++++ Data provided ++++

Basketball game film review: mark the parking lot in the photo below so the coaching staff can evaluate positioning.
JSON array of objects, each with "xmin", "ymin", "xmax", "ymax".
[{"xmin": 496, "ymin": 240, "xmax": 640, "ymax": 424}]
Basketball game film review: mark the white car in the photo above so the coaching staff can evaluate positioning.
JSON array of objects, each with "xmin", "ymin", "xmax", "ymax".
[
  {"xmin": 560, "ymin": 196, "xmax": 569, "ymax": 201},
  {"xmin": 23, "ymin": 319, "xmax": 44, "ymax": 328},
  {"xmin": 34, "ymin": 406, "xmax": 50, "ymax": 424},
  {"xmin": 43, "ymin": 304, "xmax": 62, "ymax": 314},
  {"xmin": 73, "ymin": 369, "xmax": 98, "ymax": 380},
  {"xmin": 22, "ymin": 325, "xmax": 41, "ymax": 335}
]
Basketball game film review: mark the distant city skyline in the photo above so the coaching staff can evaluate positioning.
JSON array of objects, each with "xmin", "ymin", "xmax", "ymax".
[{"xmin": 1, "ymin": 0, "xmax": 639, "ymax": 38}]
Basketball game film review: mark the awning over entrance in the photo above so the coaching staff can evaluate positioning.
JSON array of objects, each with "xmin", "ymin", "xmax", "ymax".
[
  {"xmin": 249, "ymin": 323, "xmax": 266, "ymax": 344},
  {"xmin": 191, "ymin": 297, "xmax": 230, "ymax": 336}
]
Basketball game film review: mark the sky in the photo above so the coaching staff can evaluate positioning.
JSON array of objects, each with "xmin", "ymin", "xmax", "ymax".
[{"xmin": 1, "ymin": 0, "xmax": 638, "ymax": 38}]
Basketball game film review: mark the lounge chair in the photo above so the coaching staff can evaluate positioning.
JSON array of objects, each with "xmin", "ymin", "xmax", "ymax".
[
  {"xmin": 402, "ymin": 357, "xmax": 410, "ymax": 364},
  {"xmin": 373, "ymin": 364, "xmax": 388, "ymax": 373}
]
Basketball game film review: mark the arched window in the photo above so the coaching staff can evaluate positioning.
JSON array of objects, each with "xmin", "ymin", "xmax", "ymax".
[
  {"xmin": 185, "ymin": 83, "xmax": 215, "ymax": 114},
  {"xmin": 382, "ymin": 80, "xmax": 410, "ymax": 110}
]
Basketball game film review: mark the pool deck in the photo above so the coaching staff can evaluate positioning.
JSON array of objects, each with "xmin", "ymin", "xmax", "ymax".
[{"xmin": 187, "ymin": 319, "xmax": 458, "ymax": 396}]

++++
++++ Data provided ++++

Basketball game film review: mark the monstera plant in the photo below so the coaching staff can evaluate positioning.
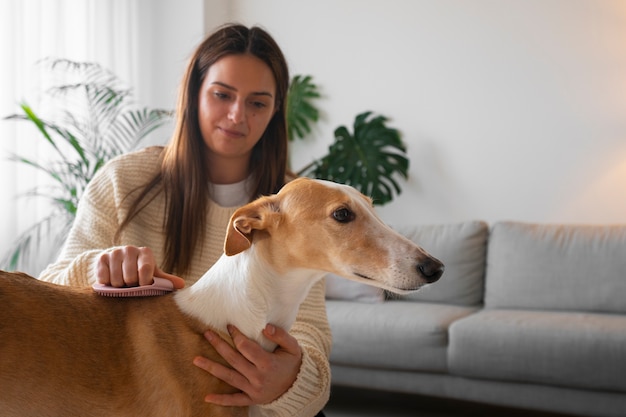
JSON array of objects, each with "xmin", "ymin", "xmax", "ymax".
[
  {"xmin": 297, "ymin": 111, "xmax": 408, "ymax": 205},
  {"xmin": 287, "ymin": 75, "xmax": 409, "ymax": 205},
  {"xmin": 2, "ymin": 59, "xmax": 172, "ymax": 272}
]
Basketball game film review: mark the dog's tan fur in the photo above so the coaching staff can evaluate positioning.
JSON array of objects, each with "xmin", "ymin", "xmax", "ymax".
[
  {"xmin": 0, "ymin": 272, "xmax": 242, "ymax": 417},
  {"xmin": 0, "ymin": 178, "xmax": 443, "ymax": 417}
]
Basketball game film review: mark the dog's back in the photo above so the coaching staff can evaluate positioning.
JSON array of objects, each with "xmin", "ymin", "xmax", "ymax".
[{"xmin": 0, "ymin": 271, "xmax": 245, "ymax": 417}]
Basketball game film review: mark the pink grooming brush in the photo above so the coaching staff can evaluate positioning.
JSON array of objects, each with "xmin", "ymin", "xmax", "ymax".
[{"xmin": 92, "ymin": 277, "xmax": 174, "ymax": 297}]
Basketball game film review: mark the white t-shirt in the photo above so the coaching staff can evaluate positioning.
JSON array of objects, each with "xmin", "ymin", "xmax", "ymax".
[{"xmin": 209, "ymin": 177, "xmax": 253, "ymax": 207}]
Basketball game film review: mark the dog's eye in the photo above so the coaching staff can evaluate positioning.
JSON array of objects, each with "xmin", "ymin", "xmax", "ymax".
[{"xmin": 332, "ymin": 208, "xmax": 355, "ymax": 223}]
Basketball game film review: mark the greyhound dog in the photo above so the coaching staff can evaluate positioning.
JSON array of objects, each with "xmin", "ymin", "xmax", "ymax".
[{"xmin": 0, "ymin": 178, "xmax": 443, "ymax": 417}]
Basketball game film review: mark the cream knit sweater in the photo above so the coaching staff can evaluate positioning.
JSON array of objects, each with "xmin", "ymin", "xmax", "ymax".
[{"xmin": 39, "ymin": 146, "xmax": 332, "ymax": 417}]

++++

### What to do
All lines above from the line with "Basketball game film review: mark the dog's tan" through the line with "Basketball game film review: mark the dog's back", both included, are to be set down exactly, with nothing else.

### Solution
Basketball game film review: mark the dog's tan fur in the photo above so the coaching staff can evaluate positioning.
JSON array of objects, each with "xmin", "ymin", "xmax", "ymax".
[
  {"xmin": 0, "ymin": 272, "xmax": 242, "ymax": 417},
  {"xmin": 0, "ymin": 178, "xmax": 443, "ymax": 417}
]
Basketball game film review: mark the dog's back in the photo above so the coaching staff can evaluate positioning.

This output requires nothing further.